• [Yazılı alıştırma 1] Aşağıdaki girdilerde "like x=32, y=274." ifadesini içeren satır ile "x=30, y=387" ifadesini içeren satır arasındaki satırları, iki uç da dahil olmak üzere, aynen tekrar edin.

• [Kaynak metin]

Kaldı ki, o baştacı ettiği iftiraları yazanlar yaptıklarından utandı, yazdıkları iftiranameleri kendi sitelerinden kaldırdı (teslim etmek lazım ki bu da bir erdemdir) ama bu Seuhman denen adam "kaynağından iptal edilmiş" bu dedikoduları mikrop gibi çevresine yaymaya devam etti.
Tam bir iftira jeneratörü gibi çalıştı.
Tam bir iftiracı kuyrukçusu kesildi..
Şimdi de kalkmış bize tarafsızlık dersi veriyor.
Hadi oradan.
Üstelik, yazdığı müsvedde bile olamayacak yazının altına yine "bir yerlerinden" uydurduğu sözlerden birini ekleyerek kendini "ahlaksız" olarak nitelendirdiğinin farkına bile varamayacak kadar da hafızası zayıf bu iftiracı adamın.

• [Yazılı alıştırma 2] Kaynak metinde "Hadi oradan." ile "bu iftiracı adamın." arasındaki bölümü, ikisi de dahil, hiç değiştirmeden alıntılayın.

• [Veri alıntıları]
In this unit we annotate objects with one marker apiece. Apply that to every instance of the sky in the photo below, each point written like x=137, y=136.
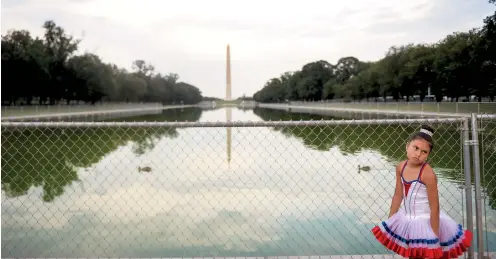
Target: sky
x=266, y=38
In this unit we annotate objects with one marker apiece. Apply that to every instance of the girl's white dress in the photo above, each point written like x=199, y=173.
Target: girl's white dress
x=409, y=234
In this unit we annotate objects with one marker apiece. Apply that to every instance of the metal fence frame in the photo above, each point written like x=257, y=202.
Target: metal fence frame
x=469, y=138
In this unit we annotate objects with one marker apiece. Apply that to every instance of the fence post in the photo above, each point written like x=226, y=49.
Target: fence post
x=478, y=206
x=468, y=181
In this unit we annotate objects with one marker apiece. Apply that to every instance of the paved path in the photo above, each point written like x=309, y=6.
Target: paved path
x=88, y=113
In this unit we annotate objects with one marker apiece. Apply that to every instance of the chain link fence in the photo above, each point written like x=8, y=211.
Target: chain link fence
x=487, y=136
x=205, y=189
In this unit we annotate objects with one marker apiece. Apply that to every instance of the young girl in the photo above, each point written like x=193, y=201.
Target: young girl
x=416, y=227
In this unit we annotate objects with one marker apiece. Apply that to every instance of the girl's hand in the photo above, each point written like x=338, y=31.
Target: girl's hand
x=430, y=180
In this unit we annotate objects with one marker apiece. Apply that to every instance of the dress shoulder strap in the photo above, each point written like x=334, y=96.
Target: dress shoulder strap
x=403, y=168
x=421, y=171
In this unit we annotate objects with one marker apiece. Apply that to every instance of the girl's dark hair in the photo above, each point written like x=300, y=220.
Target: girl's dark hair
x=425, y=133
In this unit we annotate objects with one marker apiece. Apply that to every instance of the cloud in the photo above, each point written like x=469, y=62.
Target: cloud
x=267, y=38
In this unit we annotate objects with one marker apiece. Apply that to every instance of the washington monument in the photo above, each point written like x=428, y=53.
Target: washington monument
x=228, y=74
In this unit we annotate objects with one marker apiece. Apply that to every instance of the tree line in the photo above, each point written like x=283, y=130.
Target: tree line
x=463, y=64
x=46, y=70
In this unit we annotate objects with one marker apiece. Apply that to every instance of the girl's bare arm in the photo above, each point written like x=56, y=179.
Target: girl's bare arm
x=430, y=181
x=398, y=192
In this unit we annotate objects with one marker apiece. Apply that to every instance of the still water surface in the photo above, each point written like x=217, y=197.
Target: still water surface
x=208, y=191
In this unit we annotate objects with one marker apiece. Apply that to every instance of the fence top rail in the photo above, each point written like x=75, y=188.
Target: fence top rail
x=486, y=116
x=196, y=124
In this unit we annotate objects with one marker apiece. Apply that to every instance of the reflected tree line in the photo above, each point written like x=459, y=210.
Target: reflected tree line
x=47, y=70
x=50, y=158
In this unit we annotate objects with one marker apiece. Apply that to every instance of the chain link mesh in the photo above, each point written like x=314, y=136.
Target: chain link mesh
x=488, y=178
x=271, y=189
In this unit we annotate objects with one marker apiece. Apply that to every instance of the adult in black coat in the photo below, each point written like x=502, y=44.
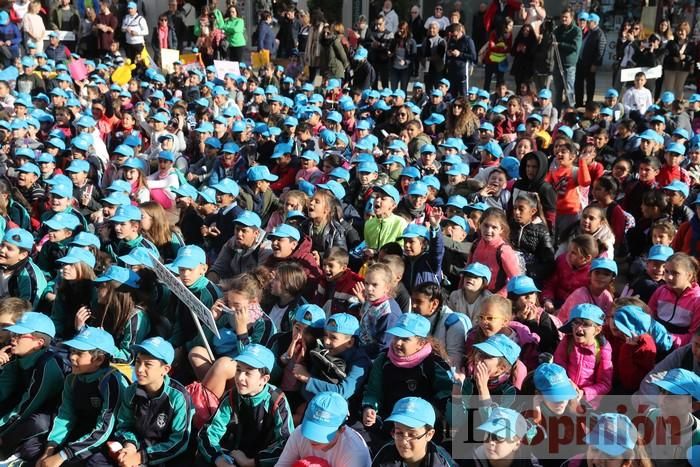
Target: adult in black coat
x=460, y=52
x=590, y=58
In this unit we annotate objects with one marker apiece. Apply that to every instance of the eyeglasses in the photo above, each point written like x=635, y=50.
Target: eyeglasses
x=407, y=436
==
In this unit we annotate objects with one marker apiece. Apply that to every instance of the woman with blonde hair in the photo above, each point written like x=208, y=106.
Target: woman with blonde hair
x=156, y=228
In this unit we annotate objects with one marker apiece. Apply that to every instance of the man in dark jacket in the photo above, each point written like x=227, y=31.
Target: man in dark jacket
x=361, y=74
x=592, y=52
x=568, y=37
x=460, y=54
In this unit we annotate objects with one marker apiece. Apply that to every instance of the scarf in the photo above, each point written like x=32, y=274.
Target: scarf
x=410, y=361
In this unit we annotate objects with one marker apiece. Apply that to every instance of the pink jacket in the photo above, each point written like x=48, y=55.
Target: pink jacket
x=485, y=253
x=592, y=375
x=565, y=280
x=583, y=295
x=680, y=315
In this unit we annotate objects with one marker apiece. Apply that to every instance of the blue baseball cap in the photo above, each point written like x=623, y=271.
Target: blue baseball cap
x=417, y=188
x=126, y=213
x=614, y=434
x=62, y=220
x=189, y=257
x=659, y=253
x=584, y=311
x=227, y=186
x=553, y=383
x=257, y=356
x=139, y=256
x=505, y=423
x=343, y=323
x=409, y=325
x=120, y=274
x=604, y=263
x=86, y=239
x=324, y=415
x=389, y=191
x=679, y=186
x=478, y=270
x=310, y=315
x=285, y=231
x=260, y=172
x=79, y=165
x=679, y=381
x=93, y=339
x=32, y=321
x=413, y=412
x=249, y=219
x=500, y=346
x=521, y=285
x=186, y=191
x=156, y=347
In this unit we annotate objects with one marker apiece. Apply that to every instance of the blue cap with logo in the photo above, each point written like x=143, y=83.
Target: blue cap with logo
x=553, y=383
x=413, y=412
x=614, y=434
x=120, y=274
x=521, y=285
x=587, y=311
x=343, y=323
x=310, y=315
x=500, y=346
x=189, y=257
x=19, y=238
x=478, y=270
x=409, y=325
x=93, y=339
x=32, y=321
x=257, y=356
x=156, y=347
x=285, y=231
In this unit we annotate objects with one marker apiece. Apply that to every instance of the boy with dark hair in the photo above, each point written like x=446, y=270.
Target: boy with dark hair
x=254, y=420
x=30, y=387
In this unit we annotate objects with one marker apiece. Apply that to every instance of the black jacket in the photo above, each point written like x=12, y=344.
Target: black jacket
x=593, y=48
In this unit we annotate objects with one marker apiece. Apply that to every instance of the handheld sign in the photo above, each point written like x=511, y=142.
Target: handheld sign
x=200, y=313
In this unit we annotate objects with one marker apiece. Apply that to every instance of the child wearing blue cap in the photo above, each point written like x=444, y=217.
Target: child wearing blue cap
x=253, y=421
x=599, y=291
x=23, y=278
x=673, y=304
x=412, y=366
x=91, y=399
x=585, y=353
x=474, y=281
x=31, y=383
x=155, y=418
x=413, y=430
==
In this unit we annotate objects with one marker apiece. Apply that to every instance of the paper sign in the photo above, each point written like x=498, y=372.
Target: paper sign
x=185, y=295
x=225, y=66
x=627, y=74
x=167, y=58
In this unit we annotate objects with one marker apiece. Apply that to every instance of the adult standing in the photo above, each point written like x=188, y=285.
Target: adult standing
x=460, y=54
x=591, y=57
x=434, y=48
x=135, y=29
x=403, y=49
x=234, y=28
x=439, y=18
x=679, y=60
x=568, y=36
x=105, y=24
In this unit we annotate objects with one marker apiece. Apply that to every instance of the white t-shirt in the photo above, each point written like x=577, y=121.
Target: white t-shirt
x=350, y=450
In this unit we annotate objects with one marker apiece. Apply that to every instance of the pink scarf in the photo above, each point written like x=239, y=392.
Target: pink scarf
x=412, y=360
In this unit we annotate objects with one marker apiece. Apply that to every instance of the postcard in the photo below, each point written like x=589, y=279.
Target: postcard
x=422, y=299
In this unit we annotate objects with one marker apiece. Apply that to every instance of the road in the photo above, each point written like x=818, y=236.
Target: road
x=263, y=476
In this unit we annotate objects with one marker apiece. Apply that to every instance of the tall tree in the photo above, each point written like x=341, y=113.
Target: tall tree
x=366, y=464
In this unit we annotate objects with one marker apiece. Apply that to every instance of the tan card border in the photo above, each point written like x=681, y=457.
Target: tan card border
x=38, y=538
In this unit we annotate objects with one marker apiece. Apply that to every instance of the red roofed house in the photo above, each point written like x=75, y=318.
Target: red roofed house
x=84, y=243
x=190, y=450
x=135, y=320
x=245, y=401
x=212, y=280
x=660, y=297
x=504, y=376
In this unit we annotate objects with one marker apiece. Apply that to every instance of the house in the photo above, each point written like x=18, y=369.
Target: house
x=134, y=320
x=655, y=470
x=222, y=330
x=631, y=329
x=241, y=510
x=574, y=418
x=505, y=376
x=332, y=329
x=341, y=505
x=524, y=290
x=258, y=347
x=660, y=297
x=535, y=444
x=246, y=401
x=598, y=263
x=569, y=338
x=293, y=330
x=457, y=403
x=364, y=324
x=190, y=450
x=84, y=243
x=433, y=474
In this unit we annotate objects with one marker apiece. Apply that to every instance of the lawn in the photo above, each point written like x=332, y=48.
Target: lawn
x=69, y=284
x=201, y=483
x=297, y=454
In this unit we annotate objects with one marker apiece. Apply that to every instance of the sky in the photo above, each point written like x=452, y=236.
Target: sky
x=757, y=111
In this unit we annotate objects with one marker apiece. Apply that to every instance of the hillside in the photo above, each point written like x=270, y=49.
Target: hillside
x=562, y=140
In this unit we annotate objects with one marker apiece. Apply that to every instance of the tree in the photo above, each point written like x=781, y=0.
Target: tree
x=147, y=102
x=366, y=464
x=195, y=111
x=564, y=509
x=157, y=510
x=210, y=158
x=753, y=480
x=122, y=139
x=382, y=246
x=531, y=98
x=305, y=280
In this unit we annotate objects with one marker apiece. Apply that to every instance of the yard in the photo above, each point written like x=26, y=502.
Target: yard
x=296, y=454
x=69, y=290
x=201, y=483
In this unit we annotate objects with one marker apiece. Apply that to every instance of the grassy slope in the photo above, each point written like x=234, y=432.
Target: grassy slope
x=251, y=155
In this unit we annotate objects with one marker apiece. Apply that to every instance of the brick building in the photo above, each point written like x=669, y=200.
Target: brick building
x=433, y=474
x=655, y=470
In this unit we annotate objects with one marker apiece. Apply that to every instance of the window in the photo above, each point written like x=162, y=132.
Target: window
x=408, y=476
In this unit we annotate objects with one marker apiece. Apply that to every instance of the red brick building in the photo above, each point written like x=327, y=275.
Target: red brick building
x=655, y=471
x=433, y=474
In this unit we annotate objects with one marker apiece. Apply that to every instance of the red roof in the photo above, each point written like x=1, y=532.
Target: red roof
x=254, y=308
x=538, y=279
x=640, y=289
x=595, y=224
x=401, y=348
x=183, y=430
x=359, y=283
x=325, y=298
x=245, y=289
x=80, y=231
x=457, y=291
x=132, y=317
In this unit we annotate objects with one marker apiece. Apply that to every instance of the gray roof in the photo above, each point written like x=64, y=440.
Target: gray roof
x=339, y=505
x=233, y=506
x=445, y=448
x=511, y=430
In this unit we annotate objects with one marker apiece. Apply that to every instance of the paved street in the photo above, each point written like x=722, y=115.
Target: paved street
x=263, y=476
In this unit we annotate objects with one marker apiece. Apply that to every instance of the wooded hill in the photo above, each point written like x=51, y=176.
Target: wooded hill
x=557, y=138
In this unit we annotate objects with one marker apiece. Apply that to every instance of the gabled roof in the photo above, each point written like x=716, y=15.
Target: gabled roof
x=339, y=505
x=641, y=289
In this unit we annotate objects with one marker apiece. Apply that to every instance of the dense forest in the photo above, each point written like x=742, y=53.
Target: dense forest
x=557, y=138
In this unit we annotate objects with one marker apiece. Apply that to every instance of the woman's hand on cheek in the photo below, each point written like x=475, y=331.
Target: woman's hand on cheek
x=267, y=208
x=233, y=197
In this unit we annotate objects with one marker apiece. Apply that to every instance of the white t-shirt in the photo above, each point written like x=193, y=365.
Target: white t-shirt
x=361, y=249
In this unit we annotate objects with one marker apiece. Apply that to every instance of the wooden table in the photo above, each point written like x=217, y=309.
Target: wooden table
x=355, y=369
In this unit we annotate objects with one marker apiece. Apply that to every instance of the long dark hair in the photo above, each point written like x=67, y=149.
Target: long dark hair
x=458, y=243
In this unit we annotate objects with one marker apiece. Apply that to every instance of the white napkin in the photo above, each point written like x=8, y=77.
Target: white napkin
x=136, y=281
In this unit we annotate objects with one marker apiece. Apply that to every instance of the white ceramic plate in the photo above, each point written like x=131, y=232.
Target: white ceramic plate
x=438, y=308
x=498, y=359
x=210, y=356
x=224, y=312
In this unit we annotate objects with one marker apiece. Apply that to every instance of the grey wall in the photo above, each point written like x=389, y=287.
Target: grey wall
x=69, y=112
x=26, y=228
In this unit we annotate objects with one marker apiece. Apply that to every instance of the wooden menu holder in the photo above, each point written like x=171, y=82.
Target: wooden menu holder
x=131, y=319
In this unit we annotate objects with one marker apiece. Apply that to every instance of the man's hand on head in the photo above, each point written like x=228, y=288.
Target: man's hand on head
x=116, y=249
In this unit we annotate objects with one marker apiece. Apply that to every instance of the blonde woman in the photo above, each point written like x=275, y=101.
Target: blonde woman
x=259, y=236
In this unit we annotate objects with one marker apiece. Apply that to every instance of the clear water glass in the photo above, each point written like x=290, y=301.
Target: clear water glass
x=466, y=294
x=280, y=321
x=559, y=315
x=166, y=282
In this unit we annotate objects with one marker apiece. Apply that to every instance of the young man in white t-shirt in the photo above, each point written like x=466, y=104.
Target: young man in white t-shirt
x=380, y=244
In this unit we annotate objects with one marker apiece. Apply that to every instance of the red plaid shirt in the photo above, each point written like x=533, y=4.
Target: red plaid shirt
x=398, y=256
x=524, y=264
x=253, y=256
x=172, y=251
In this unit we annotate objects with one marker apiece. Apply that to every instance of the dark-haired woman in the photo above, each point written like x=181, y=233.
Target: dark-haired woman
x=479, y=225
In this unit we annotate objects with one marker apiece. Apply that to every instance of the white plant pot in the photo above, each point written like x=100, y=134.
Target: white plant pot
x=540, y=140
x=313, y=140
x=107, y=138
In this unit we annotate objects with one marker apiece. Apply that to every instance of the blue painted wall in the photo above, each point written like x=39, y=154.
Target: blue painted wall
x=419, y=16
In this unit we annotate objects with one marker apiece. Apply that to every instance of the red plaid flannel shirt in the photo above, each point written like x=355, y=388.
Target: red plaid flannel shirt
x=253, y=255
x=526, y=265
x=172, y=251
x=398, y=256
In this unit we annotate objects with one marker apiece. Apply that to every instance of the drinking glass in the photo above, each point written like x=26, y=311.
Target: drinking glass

• [Tam çözüm 1]
In this unit we annotate objects with one marker apiece. Apply that to every instance of the scarf in the photo above, each point written like x=32, y=274.
Target: scarf
x=410, y=361
In this unit we annotate objects with one marker apiece. Apply that to every instance of the pink jacket in the photo above, each point written like x=48, y=55.
Target: pink jacket
x=485, y=253
x=592, y=375
x=565, y=280
x=583, y=295
x=680, y=315
In this unit we annotate objects with one marker apiece. Apply that to every instance of the blue baseball cap in the photo above, each point written like x=623, y=271.
Target: blue baseball cap
x=417, y=188
x=126, y=213
x=614, y=434
x=62, y=220
x=189, y=257
x=659, y=253
x=584, y=311
x=227, y=186
x=553, y=383
x=257, y=356
x=139, y=256
x=505, y=423
x=343, y=323
x=409, y=325
x=120, y=274
x=604, y=263
x=86, y=239
x=324, y=415
x=389, y=191
x=679, y=186
x=478, y=270
x=310, y=315
x=285, y=231
x=260, y=172
x=79, y=165
x=679, y=381
x=93, y=339
x=32, y=321
x=413, y=412
x=249, y=219
x=500, y=346
x=521, y=285
x=186, y=191
x=156, y=347
In this unit we annotate objects with one marker apiece. Apply that to every instance of the blue cap with logo in the photo above, each point written like x=143, y=83.
Target: blue cap with logo
x=553, y=383
x=413, y=412
x=614, y=434
x=120, y=274
x=521, y=285
x=587, y=311
x=343, y=323
x=310, y=315
x=500, y=346
x=189, y=257
x=19, y=238
x=478, y=270
x=409, y=325
x=93, y=339
x=32, y=321
x=257, y=356
x=156, y=347
x=285, y=231
In this unit we annotate objects with one marker apiece. Apply that to every instance of the boy with dark hair in the photo above, each point written like x=446, y=270.
Target: boy with dark hair
x=254, y=420
x=30, y=387

• [Tam çözüm 2]
Hadi oradan.
Üstelik, yazdığı müsvedde bile olamayacak yazının altına yine "bir yerlerinden" uydurduğu sözlerden birini ekleyerek kendini "ahlaksız" olarak nitelendirdiğinin farkına bile varamayacak kadar da hafızası zayıf bu iftiracı adamın.